>> begin Recorded information
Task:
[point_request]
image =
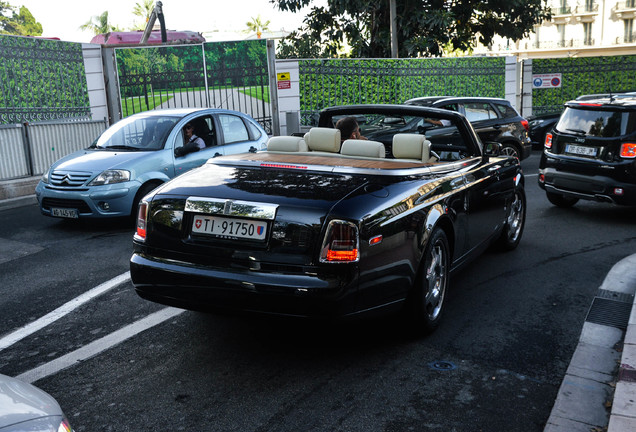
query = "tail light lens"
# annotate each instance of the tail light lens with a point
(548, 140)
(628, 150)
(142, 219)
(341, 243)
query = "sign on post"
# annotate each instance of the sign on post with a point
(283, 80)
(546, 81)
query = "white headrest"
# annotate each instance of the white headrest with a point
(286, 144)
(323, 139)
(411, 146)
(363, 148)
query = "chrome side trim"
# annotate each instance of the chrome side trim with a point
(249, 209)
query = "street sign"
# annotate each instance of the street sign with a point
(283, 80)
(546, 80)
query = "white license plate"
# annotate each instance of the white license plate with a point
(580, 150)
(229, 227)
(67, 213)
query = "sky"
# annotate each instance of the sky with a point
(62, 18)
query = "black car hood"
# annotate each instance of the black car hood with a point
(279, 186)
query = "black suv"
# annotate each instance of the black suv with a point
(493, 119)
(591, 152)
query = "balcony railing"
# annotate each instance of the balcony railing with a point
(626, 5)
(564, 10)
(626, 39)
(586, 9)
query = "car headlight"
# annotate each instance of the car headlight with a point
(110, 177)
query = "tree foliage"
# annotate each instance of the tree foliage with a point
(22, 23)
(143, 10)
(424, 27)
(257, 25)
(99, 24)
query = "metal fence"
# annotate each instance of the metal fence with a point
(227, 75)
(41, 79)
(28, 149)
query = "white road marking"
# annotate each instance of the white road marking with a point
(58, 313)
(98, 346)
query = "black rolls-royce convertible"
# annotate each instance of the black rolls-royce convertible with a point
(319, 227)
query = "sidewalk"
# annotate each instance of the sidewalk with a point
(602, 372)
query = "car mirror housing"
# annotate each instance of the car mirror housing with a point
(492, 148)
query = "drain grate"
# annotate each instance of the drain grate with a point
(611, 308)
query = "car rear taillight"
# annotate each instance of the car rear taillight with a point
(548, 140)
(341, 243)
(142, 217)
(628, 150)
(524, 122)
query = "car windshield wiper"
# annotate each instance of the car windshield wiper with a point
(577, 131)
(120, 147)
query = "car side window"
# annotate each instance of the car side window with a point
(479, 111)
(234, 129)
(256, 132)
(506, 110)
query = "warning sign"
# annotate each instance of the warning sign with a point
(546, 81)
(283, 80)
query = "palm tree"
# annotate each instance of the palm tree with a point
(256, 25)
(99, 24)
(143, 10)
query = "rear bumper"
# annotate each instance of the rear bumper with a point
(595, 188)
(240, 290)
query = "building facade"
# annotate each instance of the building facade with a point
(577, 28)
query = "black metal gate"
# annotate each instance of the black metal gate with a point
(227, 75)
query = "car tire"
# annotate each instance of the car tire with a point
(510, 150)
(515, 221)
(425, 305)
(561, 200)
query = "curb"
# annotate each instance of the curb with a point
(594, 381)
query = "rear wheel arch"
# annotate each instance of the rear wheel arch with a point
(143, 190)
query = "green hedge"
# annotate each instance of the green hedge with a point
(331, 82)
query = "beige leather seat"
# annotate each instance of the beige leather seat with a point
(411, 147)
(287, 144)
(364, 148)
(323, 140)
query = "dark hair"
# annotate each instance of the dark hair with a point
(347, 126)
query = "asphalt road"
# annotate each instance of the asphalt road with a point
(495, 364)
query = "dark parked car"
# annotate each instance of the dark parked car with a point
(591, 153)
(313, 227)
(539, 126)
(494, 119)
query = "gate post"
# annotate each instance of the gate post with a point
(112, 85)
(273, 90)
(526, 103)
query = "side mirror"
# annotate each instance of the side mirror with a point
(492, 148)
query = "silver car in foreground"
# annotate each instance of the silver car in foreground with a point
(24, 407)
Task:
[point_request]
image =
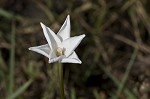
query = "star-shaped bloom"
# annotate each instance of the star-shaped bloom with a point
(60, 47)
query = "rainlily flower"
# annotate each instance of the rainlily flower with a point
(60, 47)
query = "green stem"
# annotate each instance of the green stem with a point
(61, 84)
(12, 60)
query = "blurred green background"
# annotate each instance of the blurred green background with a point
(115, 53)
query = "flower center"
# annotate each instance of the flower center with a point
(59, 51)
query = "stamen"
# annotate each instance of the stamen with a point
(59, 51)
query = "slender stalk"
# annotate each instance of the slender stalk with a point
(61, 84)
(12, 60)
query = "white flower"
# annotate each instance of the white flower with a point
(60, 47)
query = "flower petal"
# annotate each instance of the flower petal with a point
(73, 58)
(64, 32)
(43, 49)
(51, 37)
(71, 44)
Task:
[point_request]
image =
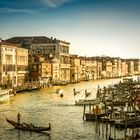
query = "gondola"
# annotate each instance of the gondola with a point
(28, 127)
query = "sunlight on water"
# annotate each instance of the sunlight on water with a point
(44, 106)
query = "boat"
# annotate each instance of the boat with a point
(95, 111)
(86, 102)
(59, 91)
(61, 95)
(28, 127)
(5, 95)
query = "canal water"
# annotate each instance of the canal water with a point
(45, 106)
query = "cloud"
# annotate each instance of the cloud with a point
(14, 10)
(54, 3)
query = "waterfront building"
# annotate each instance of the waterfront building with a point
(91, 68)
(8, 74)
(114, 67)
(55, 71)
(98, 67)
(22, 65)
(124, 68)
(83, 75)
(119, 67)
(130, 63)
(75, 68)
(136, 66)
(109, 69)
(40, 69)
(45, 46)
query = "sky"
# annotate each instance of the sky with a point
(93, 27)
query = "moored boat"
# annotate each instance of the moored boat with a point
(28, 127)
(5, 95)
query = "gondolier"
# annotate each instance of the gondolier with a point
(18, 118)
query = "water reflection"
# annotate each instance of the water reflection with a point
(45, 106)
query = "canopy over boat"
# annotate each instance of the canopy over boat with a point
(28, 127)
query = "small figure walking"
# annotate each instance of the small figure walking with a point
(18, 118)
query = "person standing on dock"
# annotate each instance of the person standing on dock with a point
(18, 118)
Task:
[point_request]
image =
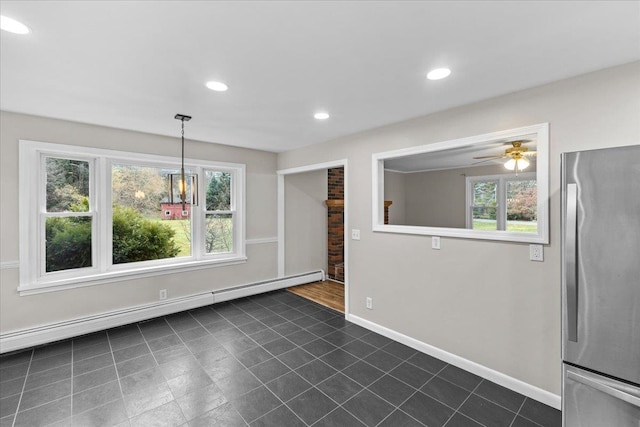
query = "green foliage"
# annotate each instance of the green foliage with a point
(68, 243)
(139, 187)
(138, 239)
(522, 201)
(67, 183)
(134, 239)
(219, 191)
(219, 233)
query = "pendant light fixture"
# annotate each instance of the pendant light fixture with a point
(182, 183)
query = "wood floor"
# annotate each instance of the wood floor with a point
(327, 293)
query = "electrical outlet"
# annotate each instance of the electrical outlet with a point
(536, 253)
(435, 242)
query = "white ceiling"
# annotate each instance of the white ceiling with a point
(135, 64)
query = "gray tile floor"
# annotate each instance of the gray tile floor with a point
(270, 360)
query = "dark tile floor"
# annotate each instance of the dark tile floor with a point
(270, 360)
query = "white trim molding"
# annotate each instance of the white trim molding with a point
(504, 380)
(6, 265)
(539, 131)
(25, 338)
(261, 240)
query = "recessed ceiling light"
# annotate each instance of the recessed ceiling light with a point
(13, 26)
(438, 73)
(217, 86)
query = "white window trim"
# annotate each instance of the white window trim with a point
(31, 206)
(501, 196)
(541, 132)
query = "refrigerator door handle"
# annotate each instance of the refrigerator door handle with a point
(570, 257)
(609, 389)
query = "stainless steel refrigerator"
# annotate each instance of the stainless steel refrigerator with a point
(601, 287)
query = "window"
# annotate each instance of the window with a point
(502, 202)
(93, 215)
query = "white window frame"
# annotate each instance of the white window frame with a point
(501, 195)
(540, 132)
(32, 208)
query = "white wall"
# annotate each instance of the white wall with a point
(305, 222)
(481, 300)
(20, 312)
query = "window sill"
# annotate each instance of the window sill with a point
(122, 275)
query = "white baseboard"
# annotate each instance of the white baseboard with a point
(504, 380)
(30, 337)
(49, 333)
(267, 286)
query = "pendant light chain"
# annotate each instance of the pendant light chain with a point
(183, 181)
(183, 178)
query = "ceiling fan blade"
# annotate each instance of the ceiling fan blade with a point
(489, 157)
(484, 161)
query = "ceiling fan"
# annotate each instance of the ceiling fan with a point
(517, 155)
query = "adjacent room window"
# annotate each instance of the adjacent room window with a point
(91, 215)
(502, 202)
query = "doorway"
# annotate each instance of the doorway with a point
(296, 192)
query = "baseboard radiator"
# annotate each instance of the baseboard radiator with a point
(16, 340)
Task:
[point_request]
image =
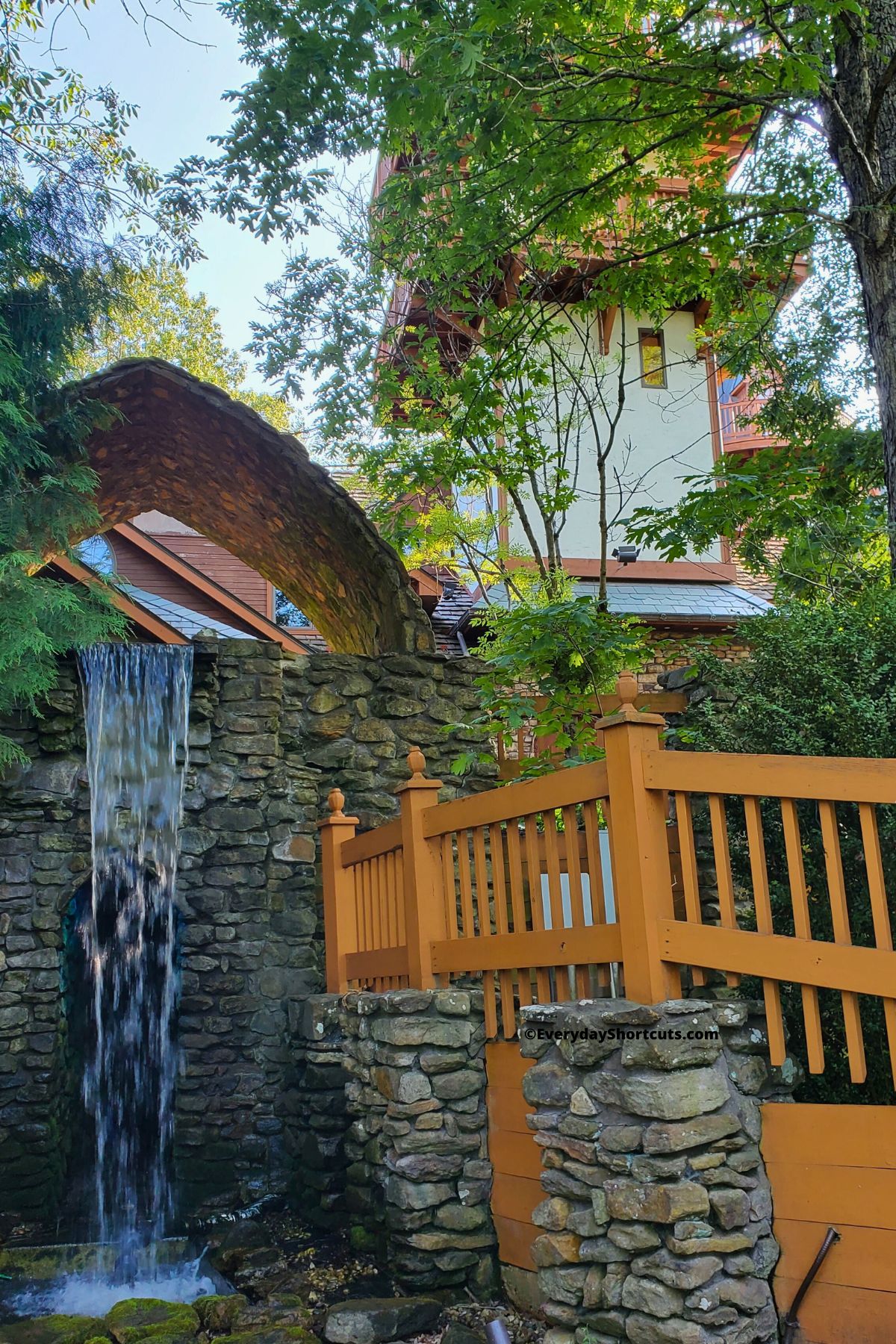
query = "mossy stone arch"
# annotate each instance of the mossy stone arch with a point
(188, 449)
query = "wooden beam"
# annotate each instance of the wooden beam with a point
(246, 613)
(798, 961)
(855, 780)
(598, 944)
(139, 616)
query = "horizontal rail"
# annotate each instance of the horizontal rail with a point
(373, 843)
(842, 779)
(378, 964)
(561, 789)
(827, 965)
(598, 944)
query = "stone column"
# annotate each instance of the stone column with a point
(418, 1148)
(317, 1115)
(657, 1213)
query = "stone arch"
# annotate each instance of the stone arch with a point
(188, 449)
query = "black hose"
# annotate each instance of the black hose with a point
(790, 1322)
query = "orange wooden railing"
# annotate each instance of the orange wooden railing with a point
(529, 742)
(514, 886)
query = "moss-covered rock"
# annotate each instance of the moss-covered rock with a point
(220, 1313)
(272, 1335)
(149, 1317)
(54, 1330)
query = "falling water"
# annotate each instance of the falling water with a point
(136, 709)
>> end Recorded information
Count the lines in the items that contain the string "sunlight". Reply with that number only.

**The solution**
2